▸ **Task**
Of the lines listed below, return exactly those that run from the line containing "Note to the class: find each instance of the white leg" through the line containing "Note to the class: find each instance of the small", both included.

▸ **Records for this exercise**
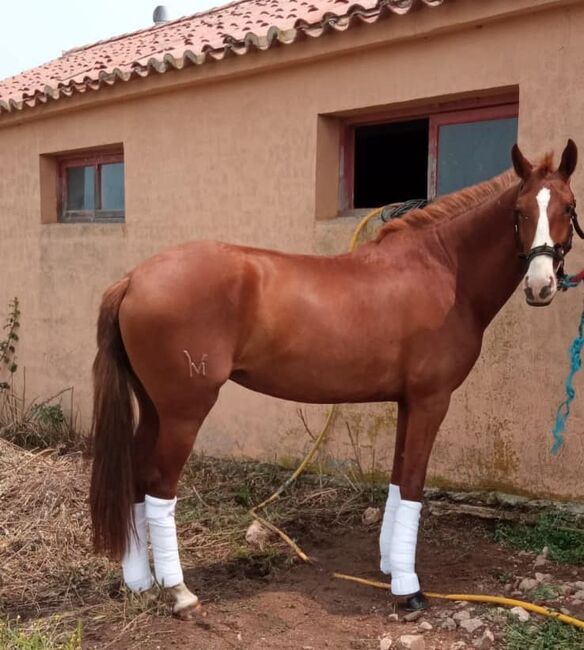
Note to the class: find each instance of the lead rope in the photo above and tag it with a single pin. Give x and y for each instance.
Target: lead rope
(563, 412)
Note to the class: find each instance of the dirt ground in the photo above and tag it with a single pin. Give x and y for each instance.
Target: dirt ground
(303, 607)
(266, 598)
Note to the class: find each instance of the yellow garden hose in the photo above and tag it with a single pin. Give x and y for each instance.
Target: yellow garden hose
(474, 598)
(498, 600)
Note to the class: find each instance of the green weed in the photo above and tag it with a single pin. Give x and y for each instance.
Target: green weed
(557, 531)
(549, 635)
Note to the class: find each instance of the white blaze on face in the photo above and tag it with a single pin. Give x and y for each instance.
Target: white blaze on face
(540, 273)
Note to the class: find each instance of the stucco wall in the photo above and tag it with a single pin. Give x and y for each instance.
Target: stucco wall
(236, 159)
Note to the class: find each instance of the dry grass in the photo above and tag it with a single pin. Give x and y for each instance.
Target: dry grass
(38, 424)
(47, 566)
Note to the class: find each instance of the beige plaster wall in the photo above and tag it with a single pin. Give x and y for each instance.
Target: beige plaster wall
(236, 159)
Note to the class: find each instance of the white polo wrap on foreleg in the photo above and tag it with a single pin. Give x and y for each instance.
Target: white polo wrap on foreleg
(160, 516)
(135, 565)
(404, 580)
(393, 499)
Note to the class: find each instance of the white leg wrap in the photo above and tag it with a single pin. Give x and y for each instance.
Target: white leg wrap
(135, 564)
(160, 516)
(393, 499)
(404, 580)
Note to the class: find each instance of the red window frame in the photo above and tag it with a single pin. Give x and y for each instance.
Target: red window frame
(457, 113)
(96, 215)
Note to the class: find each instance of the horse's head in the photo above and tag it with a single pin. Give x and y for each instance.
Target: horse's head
(545, 218)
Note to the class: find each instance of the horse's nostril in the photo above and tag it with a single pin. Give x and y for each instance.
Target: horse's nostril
(546, 292)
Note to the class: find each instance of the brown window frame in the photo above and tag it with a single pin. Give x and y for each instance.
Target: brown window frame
(95, 160)
(450, 113)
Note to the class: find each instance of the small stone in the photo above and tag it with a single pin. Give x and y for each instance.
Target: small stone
(527, 584)
(520, 613)
(449, 624)
(256, 535)
(471, 625)
(543, 577)
(411, 642)
(371, 516)
(461, 616)
(486, 641)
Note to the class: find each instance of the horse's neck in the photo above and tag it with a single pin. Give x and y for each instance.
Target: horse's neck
(484, 250)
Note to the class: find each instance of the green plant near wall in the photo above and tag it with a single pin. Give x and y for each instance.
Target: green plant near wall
(8, 340)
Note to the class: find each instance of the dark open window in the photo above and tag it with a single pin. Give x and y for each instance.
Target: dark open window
(399, 159)
(391, 162)
(92, 188)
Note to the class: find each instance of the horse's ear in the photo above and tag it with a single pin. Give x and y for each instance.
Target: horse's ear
(569, 160)
(521, 165)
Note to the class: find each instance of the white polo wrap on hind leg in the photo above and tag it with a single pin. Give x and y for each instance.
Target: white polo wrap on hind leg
(160, 516)
(404, 580)
(385, 537)
(135, 565)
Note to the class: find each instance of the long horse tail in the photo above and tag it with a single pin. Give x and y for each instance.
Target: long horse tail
(111, 494)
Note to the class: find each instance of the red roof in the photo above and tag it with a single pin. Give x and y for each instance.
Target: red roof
(211, 35)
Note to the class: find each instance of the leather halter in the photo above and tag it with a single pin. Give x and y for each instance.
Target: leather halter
(557, 252)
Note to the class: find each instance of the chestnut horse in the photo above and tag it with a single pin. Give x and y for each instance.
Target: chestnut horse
(181, 324)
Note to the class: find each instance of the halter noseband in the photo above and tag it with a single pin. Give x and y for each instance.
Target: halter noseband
(557, 252)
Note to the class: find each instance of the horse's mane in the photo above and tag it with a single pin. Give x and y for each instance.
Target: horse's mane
(457, 203)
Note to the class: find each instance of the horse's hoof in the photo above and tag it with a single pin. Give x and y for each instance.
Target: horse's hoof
(150, 595)
(416, 602)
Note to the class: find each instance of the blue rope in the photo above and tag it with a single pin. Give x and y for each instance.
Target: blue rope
(569, 281)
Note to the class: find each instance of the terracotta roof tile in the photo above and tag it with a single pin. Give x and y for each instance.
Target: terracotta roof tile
(212, 35)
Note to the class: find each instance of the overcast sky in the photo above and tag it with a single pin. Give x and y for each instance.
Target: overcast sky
(36, 31)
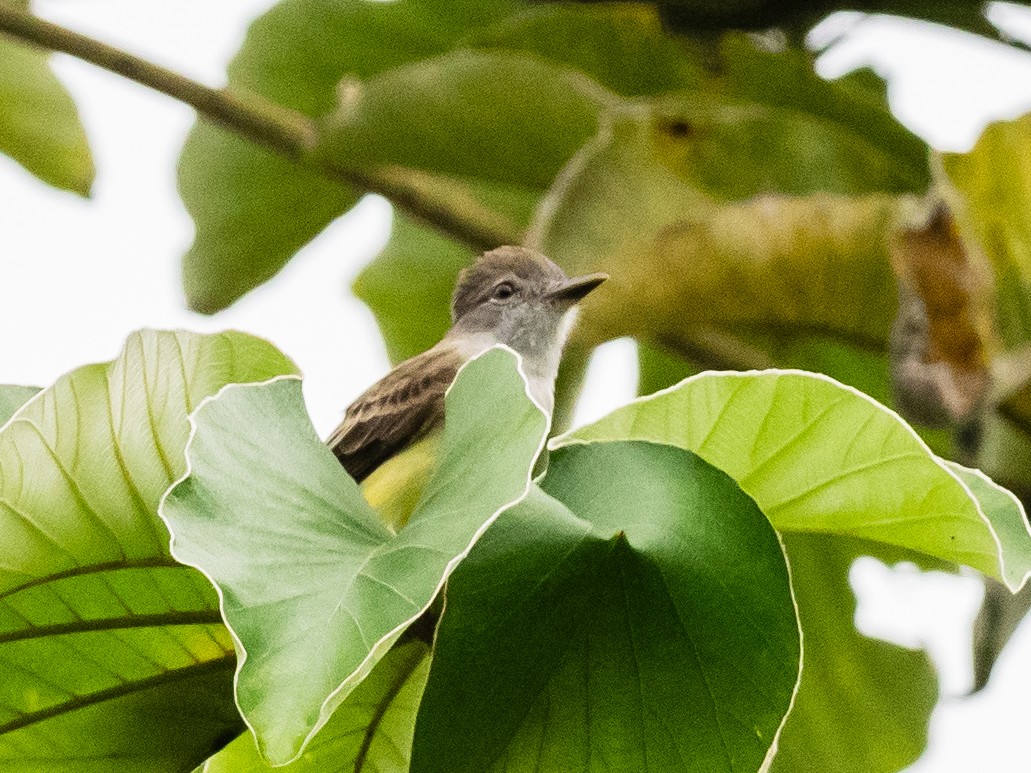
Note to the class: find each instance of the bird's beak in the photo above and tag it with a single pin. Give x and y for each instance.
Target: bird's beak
(573, 291)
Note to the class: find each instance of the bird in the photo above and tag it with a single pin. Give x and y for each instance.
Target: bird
(512, 296)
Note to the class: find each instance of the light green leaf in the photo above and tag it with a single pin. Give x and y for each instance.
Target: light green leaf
(519, 119)
(821, 457)
(314, 586)
(12, 398)
(408, 287)
(623, 46)
(113, 654)
(990, 189)
(254, 209)
(1007, 518)
(369, 733)
(39, 125)
(639, 620)
(863, 705)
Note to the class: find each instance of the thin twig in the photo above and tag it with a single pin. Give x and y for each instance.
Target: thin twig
(279, 129)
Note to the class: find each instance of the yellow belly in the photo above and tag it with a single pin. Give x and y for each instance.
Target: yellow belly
(395, 486)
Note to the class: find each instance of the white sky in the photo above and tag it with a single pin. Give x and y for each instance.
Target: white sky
(79, 275)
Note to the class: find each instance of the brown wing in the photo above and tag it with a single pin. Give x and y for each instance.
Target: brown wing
(400, 408)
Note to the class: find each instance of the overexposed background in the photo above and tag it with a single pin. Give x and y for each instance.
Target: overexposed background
(79, 275)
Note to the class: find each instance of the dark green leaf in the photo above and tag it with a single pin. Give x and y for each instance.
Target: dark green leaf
(863, 705)
(820, 457)
(369, 733)
(639, 620)
(316, 587)
(113, 656)
(39, 125)
(496, 116)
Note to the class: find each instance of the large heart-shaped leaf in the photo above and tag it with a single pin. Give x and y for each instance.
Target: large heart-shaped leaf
(112, 654)
(254, 209)
(821, 457)
(635, 616)
(314, 586)
(369, 733)
(863, 705)
(790, 265)
(39, 125)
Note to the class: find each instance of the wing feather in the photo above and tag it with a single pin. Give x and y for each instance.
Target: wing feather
(395, 411)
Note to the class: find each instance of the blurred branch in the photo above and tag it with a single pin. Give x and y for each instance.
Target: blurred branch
(276, 128)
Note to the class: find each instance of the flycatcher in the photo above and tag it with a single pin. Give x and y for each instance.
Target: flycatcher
(510, 295)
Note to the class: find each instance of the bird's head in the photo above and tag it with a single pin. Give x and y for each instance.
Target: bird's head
(520, 296)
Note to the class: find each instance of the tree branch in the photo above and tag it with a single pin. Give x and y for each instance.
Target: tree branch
(272, 126)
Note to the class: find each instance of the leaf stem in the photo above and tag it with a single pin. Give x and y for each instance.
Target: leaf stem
(274, 127)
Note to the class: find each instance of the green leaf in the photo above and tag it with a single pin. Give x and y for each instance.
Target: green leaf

▸ **Answer to this problem**
Note to the class: find each instance of the white leg wrap in the photo above and tag it with a single pin. Give x and y for each instance.
Target: white leg wrap
(135, 564)
(160, 516)
(393, 499)
(404, 580)
Note to the class: find each instance of the red window frame in the photo above and tag it with a single pin. Give x and y for each instance.
Target: red window frame
(457, 113)
(96, 215)
Note to the class: find each instance of the horse's head in the photo above and tag it with a single pin. Give x and y for each instance.
Target: horse's head
(545, 218)
Note to the class: find each instance of the horse's nostril in the photo above and tag it with a single pin. Give x and y for each instance.
Target: horse's nostril
(546, 292)
Note to the class: find each instance of the brown window frame in the photo above and tag it with a single pin. Give x and y for each instance.
Target: brown window frame
(95, 160)
(450, 113)
Note to the class: find each instance of the small stone in the photo above and tag it with a single pin. Give x and y for each instance.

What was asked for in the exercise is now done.